#### EXCERPTED PASSAGE

The ski business is as unpredictable as the weather. Take this ski season.
It started out well covered and on schedule. Skiing was good. Then the unexpected cold spell hit and for two weeks of prime time in December it nearly stopped. Skiing improved over the holidays and into January, but then went dry. For nearly a month it didn't snow. Now it's teetering somewhere between exceptional and unacceptable.At Alta this week, a Colorado skier commented on the "soft" snow conditions and great skiing. Locals were more inclined to call the snowpack "firm" and skiing an acceptable OK.
"Actually, it's pretty tough to complain," pointed out Mark Menlove, communications director for Park City. "We've got the sun, warm weather and the snow is holding up real well."
Early counts indicate the Utah skier business is running a little ahead of last year's 2.5 million skier days. And, if March is as strong as early reservations indicate, this could be a record ski season for Utah. The record is 2.57 million skier days.
Park City, for example, the first Utah area to open, is running ahead of last year, which was its record season. Alta is slightly ahead of last year and Snowbasin, one of the last to open on Dec. 21, is having a good year, "but no record."
Consensus is the December cold erased most of the benefits of the good start. Resorts officials feel numbers would be running from 5 to 10 percent higher had the thermometer not dropped.
Elsewhere around the country the picture isn't as snowy.
California resorts are having one of the worst snow years on record. Early closing rumors are as common as cancellations. Mammoth, the largest ski area in the country, has only three of 26 lifts running and lists a snowpack of 9 to 19 inches. Sun Valley, too, is having dry year. Latest reports show a snow depth of only 20 inches.

########
#### DATA LISTING

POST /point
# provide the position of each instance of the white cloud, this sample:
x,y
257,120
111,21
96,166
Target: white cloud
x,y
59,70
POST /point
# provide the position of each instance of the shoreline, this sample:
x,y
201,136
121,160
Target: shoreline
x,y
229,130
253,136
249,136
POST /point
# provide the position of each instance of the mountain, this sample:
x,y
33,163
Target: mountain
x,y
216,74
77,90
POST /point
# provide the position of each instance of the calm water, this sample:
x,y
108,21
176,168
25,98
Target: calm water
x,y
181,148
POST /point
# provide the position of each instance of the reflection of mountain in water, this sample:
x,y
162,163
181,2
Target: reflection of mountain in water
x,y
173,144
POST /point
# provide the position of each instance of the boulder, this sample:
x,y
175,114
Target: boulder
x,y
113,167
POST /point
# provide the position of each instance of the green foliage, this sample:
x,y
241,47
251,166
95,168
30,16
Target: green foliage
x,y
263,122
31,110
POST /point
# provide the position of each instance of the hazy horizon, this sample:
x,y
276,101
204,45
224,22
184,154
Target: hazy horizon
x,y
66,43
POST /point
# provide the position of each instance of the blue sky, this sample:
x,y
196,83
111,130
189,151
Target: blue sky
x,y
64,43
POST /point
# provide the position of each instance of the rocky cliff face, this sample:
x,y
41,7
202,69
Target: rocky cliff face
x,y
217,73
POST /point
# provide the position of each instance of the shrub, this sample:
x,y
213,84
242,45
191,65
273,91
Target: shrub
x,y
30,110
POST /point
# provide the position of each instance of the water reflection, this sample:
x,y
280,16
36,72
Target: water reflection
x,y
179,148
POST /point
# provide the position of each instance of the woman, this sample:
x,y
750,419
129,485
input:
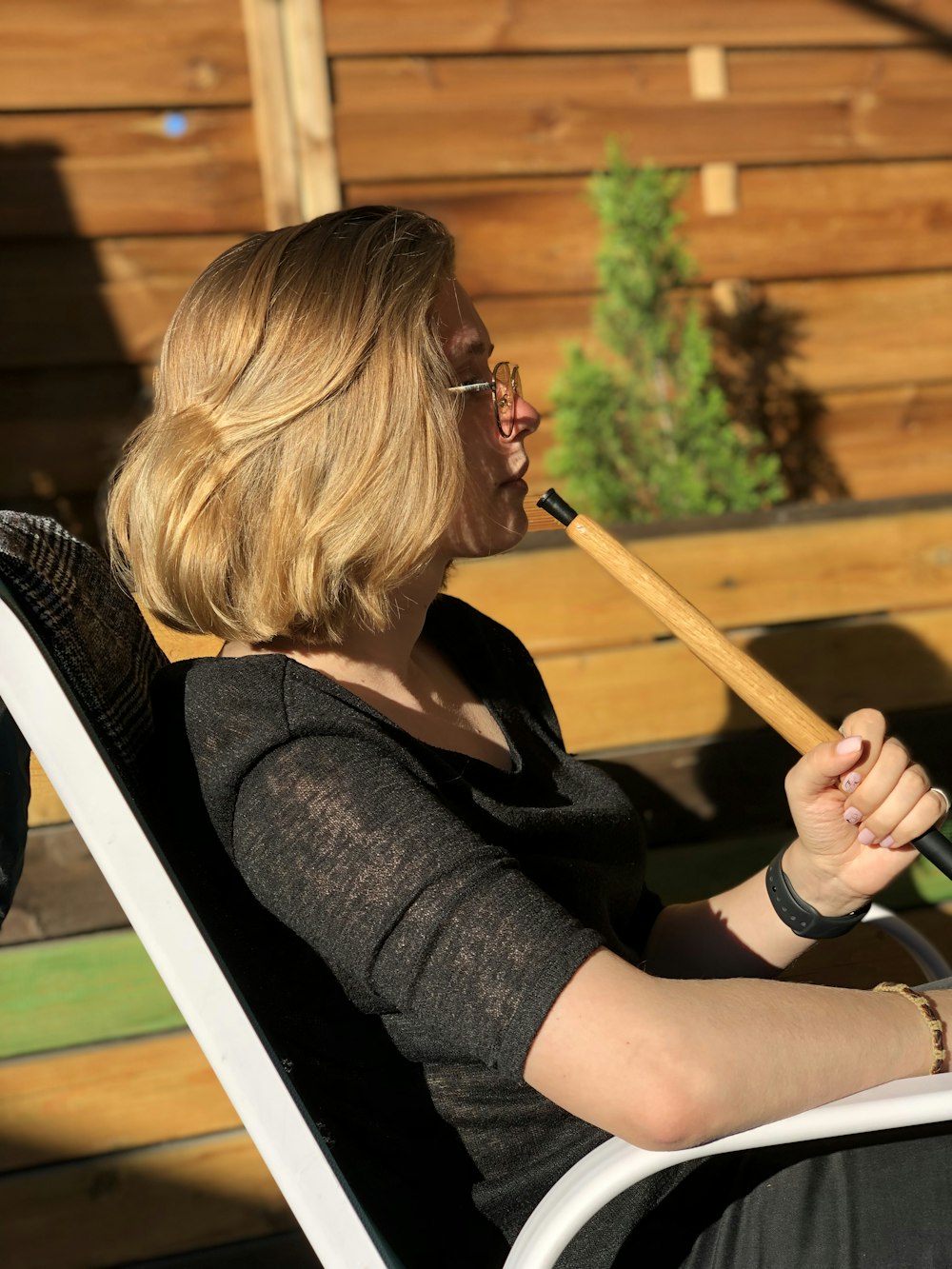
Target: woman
x,y
385,769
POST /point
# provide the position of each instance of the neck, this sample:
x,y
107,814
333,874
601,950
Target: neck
x,y
373,658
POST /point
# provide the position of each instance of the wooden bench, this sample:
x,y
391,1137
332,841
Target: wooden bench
x,y
116,1141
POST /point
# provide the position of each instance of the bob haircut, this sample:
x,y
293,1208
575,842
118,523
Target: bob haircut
x,y
304,454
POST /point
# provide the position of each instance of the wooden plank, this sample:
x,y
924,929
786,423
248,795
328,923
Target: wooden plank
x,y
293,114
654,693
883,443
889,445
95,302
559,601
91,53
61,891
179,646
61,431
140,1204
415,27
783,107
518,235
849,332
98,172
107,1097
79,991
45,804
688,791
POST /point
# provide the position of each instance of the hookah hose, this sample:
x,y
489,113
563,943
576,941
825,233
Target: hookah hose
x,y
775,704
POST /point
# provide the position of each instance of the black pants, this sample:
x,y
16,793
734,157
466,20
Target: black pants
x,y
879,1200
875,1200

########

> **TO BE DONE**
1. In the ski season report, does each statement agree with the text? Answer yes or no, and quote the deciding words. (a) Mammoth has three of its 26 lifts running. (b) Snowbasin opened on Dec. 21. (c) Utah's record for a ski season is 2.5 million skier days.
2. According to the ski season report, how much higher do resort officials believe their numbers would be without the December temperature drop?
3. Turn the paragraph of the ski season report that begins "California resorts are having" into a short list that keeps its main facts.
The records play no part in this work.

> **ANSWERS BY TASK**
1.
(a) Yes: "Mammoth, the largest ski area in the country, has only three of 26 lifts running"
(b) Yes: "Snowbasin, one of the last to open on Dec. 21"
(c) No: "The record is 2.57 million skier days."

2. From 5 to 10 percent higher.

3.
- California resorts are having one of the worst snow years on record.
- Early-closing rumors are as common as cancellations.
- Mammoth, the largest ski area in the country, has only 3 of 26 lifts running and a snowpack of 9 to 19 inches.
- Sun Valley is also having a dry year, with a snow depth of only 20 inches.